▶ **Problem requirements**:
Reproduce every one of the lines below word for word, but leave out the picture.
## BEGIN
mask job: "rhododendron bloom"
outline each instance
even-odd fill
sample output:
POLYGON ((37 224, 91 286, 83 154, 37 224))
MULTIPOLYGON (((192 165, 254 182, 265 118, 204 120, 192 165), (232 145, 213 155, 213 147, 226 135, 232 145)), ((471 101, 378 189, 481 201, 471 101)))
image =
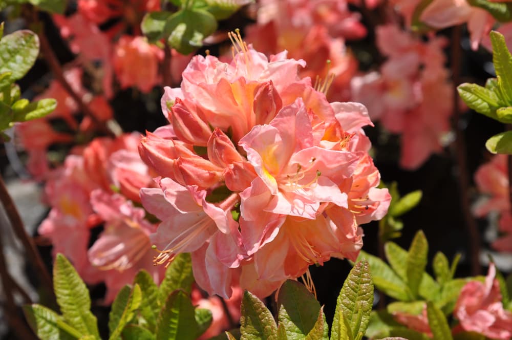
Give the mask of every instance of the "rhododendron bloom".
POLYGON ((160 81, 158 63, 163 59, 163 51, 145 38, 123 35, 114 47, 112 62, 122 88, 136 86, 148 92, 160 81))
POLYGON ((390 198, 375 187, 364 107, 330 104, 298 78, 303 61, 267 59, 230 36, 231 63, 194 57, 181 89, 166 88, 170 125, 139 147, 160 187, 141 197, 162 221, 157 263, 191 252, 210 294, 227 298, 239 284, 264 297, 311 264, 355 260, 358 224, 381 218, 390 198))
POLYGON ((503 309, 496 275, 496 267, 491 263, 485 283, 466 283, 459 295, 454 315, 464 330, 506 340, 512 337, 512 312, 503 309))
## END
▶ **Written reply**:
mask job: "rhododendron bloom"
outline each instance
even-odd fill
sample output:
POLYGON ((37 224, 91 286, 83 154, 37 224))
MULTIPOLYGON (((192 165, 254 182, 265 118, 204 120, 192 165), (232 145, 213 155, 213 147, 226 135, 232 145)), ((471 101, 378 189, 481 201, 471 101)))
image =
Give the mask of every instance of the "rhododendron bloom".
POLYGON ((160 81, 158 63, 163 59, 163 51, 145 38, 123 35, 114 47, 112 62, 122 88, 136 86, 148 92, 160 81))
POLYGON ((390 198, 375 187, 364 107, 330 104, 298 78, 303 61, 267 59, 230 36, 231 63, 194 57, 181 89, 166 88, 170 125, 139 147, 160 187, 141 197, 162 221, 157 263, 191 252, 210 294, 227 298, 239 284, 264 297, 311 264, 355 260, 358 224, 381 218, 390 198))
POLYGON ((503 309, 496 275, 496 267, 491 263, 485 283, 466 283, 459 295, 454 315, 464 330, 506 340, 512 337, 512 312, 503 309))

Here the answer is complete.